HAMKA (Haji Abdul Malik Karim Amrullah)
adalah seorang ulama kharismatik, sastrawan, jurnalis, ahli tasauf, dan
Pahlawan Nasional. Beliau adalah putra dari Dr. Haji Abdul Karim bin Amrullah
(Haji Rasul) dan Siti Shafiyah Tanjung. Haji Rasul adalah pendiri Sumatera
Thawalib di Padang Panjang bersama Haji Abdullah Ahmad dan Syekh Ibrahim Musa
Parabek. Hamka di masa kecil biasa dipanggil Malik. Pada umur 7 tahun, ia masuk Madrasah. Pada umur 10
tahun ia memelajari ilmu agama Islam dan bahasa Arab di perpustakaan Sumatera
Thawalib Padang Panjang. Ia dan Engku Zainuddin diberi kebebasan membaca
buku-buku milik guru Datuk Sinaro.
Malik menyukai pelajaran sejarah dan
puisi. Selain itu, dia suka sekali menonton film yang saat itu masih berupa
film bisu. Suatu ketika, Abdul Hamid Hakim (guru sekolah Malik) datang ke rumah
Haji Rasul mengabarkan bahwa Malik sudah dua minggu tidak masuk sekolah.
Mendengar laporan ini, Haji Rasul marah besar kepada Malik. Haji Rasul dikenal
memiliki watak yang keras dalam mendidik putra-putrinya. Hasilnya antara lain
adalah HAMKA yang kelak menjadi ulama
yang kharismatik.

□ □ □ □

# Kumpulan Tugas
A. Jawablah pertanyaan tentang teks mengenai Hamka berikut ini.
(i) Siapa nama ibu Hamka?
(ii) Pada umur berapa Hamka masuk Madrasah?
(iii) Menurut laporan Abdul Hamid Hakim, sudah berapa lama Malik tidak masuk sekolah?
B. Sambunglah teks tentang Hamka, dimulai setelah kalimat terakhirnya.
Catatan yang menyusul merupakan bahan tersendiri yang terpisah dari teks tentang Hamka.

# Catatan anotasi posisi
□ □ □ □

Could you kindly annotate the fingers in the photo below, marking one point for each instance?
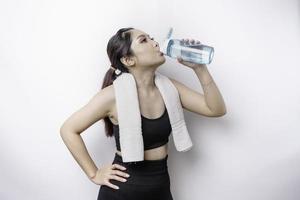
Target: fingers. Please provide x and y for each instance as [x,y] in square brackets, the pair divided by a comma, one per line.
[118,178]
[117,166]
[117,172]
[111,185]
[190,41]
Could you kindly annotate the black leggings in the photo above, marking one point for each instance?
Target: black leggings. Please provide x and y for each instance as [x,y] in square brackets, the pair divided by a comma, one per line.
[148,180]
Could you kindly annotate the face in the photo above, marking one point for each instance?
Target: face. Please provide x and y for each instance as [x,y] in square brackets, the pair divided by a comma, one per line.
[146,51]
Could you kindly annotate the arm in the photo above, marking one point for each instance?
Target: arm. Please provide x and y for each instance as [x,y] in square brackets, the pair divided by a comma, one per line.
[211,104]
[96,109]
[213,97]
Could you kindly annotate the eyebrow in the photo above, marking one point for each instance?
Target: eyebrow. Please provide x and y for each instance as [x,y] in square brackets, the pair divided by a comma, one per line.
[142,36]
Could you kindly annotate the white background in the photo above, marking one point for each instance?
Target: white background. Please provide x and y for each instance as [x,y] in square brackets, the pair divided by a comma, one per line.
[53,60]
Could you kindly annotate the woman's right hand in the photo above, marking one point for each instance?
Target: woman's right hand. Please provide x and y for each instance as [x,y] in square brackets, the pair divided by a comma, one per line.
[107,172]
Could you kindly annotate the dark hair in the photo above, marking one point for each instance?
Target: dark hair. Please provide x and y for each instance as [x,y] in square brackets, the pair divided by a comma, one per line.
[119,45]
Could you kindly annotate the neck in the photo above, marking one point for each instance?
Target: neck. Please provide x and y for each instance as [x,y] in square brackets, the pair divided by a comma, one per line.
[145,80]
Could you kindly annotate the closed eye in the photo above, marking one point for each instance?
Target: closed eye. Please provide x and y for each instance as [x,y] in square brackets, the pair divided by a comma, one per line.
[145,39]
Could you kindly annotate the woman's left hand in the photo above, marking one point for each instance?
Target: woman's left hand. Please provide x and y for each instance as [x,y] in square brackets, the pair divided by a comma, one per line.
[186,63]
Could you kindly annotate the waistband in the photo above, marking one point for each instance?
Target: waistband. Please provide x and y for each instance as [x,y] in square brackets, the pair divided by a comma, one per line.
[146,162]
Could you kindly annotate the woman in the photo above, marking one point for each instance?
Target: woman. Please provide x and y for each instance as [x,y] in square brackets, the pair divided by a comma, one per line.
[133,51]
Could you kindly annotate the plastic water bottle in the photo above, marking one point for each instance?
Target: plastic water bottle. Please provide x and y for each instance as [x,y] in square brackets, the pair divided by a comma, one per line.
[195,53]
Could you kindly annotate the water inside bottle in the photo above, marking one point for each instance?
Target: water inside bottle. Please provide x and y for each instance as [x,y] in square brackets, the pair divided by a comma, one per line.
[196,53]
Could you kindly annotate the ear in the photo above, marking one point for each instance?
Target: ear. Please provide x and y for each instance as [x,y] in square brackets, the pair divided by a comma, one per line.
[127,61]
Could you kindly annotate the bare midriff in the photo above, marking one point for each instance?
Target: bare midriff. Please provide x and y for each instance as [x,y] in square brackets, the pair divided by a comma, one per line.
[153,154]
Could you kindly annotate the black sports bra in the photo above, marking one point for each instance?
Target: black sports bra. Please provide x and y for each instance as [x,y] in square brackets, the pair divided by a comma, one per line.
[155,132]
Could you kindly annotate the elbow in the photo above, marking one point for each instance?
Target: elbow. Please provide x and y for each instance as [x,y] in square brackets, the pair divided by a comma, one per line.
[220,114]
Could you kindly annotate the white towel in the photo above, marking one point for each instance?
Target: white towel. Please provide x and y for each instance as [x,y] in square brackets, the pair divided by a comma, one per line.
[129,116]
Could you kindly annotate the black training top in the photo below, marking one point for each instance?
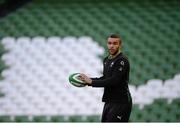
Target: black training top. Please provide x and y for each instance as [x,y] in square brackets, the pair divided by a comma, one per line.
[114,80]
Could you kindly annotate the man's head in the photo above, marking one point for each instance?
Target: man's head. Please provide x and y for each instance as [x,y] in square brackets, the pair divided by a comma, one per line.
[114,43]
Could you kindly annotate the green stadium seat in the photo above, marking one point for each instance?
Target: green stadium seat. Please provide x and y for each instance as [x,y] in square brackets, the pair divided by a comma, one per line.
[57,118]
[41,118]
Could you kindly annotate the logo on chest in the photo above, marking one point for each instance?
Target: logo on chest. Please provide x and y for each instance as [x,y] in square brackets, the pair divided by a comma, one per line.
[112,63]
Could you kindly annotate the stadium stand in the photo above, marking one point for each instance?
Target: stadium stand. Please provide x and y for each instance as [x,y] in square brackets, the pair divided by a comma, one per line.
[34,43]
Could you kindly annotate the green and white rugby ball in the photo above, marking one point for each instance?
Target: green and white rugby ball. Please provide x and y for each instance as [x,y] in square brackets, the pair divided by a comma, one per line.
[73,79]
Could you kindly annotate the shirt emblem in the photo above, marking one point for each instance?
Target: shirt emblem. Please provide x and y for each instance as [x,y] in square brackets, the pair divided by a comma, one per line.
[112,64]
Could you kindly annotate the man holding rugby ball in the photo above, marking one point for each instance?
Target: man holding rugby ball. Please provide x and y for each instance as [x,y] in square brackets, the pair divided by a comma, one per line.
[117,97]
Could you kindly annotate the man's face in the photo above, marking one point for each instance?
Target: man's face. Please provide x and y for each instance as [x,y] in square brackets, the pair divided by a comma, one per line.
[113,45]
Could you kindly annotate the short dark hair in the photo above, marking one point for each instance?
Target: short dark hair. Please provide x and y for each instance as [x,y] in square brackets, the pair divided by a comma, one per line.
[116,36]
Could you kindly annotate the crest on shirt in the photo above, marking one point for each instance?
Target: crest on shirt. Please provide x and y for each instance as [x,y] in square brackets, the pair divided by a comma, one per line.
[111,64]
[122,63]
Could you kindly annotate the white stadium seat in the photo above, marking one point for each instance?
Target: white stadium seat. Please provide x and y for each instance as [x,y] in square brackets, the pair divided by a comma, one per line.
[37,81]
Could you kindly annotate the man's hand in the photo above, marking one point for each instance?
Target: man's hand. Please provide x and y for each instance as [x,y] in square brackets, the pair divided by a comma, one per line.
[85,78]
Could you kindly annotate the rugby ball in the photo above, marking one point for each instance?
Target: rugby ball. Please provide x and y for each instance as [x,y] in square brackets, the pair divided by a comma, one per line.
[73,79]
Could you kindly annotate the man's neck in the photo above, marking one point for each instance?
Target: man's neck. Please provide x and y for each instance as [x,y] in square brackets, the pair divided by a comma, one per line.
[113,56]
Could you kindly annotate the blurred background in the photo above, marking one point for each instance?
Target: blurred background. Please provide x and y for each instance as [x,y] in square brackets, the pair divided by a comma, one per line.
[42,42]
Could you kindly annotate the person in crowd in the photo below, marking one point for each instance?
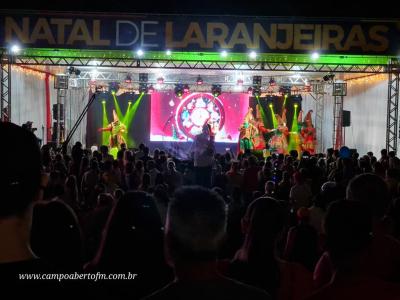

□ □ □ □

# Jawaban Akhir
A.
(i) Siti Shafiyah Tanjung
(ii) 7 tahun
(iii) Dua minggu

B.
Sejak
muda, Buya HAMKA sudah aktif di Muhammadiyah. Mula-mula, beliau menjadi Ketua
Muhammadiyah di Sumatera Timur (Sumatera Utara). Kemudian ketika kembali ke
kampung halaman, beliau menjadi Ketua Muhammadiyah Sumatera Barat yang
berkedudukan di Padang Panjang. Di sini, beliau dan kawan-kawannya mendirikan
Persyarikatan Muhammadiyah, dan disini pula beliau bertemu seorang gadis yang
dicintainya dan kemudian menjadi isterinya.
Beliau adalah seorang pejuang, yang
saat itu beliau bergabung dengan Syarekat Islam. Saat itu, Beliau melihat bahwa
Syarikat Islam merupakan kekuatan sosial keagamaan Islam yang tangguh dalam
menghadapi Belanda. Kemudian, setelah beliau menyelesaikan tugas dari
Muhammadiyah sebagai Konsul Muhammadiyah Makasar, beliau pindah ke Medan pada
tahun 1936. Di Medan ini, beliau juga aktif dalam gerakan melawan Belanda
antara tahun 1945 – 1949 . Beliau diangkat sebagai Ketua Barisan Pertahanan
Nasional dengan anggota Chatib Sulaeman, Udin, Rangkayo Rasuna Said, dan Karim
Halim.
Beliau adalah juga sebagai seorang
pujangga, penulis buku yang produktif (94 judul lebih), da’i yang disegani di Asia
Tenggara, Malaysia, bahkan Jepang. Beliau mendapat gelar Doktor Honoris Causa
(HC) dari Universitas Al Azhar pada tahun 1958.
Perjuangan dan kegiatan politik HAMKA
terus berlanjut dan beliau terpilih sebagai anggota Konstituante sebagai wakil
Partai Masyumi. Sebagai tokoh Islam, Buya HAMKA saat itu menjadi sasaran utama
Partai Komunis Indonesia/PKI. Melalui ruang seni budaya bertajuk Lentera pada harian Warta Bakti (milik PKI) Pramoedya Ananta Toer menjelek-jelekkan
seniman dan budayawan nonkomunis. Mereka yang diserang itu antara lain H.B.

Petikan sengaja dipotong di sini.